Begin

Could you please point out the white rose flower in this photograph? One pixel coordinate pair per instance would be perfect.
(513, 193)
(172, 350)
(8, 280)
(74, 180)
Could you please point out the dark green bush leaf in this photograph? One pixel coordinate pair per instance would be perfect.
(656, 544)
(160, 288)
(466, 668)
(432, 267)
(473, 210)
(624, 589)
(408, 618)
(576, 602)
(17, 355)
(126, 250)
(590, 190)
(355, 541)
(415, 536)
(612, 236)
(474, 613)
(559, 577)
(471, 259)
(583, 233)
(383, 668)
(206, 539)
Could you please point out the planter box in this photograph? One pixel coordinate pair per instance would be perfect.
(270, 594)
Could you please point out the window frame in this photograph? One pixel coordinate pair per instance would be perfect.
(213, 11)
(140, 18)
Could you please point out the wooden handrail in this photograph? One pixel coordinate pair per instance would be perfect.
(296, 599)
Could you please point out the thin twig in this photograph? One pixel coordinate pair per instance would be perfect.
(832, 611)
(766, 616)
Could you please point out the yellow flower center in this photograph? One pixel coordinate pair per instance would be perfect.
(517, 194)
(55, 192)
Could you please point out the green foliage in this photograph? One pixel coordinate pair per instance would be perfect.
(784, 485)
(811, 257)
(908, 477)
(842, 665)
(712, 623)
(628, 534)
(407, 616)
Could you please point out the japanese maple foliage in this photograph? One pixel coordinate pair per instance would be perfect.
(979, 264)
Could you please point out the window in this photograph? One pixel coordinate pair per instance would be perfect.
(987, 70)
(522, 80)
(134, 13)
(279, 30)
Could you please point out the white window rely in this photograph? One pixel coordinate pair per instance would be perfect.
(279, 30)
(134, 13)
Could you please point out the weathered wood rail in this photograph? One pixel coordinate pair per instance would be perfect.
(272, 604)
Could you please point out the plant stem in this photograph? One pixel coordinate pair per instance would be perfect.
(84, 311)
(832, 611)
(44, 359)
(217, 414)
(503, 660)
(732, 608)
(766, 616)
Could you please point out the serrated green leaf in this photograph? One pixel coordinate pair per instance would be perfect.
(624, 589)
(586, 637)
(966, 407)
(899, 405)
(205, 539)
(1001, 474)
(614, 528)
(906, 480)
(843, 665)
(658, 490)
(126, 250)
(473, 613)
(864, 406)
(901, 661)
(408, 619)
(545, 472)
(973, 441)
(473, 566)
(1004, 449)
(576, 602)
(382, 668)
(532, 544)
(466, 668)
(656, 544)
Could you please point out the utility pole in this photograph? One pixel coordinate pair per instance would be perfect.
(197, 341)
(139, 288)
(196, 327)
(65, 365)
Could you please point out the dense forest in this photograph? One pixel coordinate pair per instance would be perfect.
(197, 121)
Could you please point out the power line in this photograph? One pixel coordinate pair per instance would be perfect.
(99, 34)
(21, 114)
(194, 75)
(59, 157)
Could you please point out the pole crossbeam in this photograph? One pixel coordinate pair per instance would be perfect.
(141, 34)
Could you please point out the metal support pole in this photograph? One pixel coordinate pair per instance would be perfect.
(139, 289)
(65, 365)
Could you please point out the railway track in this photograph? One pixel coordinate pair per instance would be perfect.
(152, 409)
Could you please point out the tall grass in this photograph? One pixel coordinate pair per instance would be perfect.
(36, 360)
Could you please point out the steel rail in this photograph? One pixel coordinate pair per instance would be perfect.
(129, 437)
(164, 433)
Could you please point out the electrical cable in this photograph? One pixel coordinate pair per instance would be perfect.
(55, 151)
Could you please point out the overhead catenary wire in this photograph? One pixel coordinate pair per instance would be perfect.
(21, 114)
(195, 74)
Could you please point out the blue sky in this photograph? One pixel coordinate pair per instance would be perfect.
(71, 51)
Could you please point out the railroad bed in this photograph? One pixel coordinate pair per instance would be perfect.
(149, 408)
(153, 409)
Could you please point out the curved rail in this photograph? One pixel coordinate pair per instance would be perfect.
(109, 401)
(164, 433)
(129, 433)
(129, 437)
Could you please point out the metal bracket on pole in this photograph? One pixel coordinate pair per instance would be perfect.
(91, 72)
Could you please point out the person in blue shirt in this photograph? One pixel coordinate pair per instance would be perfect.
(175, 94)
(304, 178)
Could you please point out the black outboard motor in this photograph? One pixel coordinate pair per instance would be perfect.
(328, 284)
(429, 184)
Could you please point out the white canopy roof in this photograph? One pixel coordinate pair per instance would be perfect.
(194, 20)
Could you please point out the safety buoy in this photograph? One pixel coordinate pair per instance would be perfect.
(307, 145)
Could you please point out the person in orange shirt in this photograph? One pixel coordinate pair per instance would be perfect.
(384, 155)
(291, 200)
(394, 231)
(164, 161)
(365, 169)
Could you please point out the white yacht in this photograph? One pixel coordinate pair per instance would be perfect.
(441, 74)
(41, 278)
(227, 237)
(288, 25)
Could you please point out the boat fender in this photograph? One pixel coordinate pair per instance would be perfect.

End

Can you copy out, word for word, everything from the line containing "Could you please point out the electrical" down to the end of the material?

Could you please point out the electrical cable in this photograph? One pixel coordinate pair per instance would be perfect.
(55, 151)
Could you please point out the overhead catenary wire in this photograph? One pixel coordinate pair per instance would be perfect.
(21, 114)
(195, 74)
Could you please point out the blue sky in this photograph? One pixel coordinate pair per instance would be perfect.
(71, 51)
Could you please point out the railroad bed in this photograph? One pixel coordinate pair per instance would be perfect.
(149, 408)
(153, 409)
Could you please point out the curved rail in this photograph? One pixel coordinate pair per instance would be perfect.
(109, 401)
(164, 433)
(129, 433)
(129, 437)
Could you please point out the metal bracket on pole in this photograph? One pixel coordinate pair per instance would be perfect.
(91, 72)
Could you please point out the person in blue shirt in this photograph? One pixel coordinate pair per instance would be perfect.
(175, 94)
(304, 178)
Could you please point out the black outboard motor in this photograph? One pixel coordinate pair per instance would be perfect.
(328, 284)
(429, 184)
Could you please point out the white canopy roof in this photograph? One pixel coordinate pair per instance would be perfect.
(194, 20)
Could you please point out the safety buoy in this photograph? One pixel coordinate pair per instance would be perfect.
(307, 145)
Could you please point out the person in orange shirt in this photograph? One pixel coordinate pair per instance would be perfect.
(384, 155)
(291, 200)
(394, 231)
(164, 161)
(365, 169)
Could you please point out the white yacht in this photograph? One pixel coordinate pair per instance would be perfect.
(441, 74)
(41, 278)
(227, 237)
(288, 25)
Could you please point out the boat fender in this photograph? One pixel coordinate pair per instance would be perfect.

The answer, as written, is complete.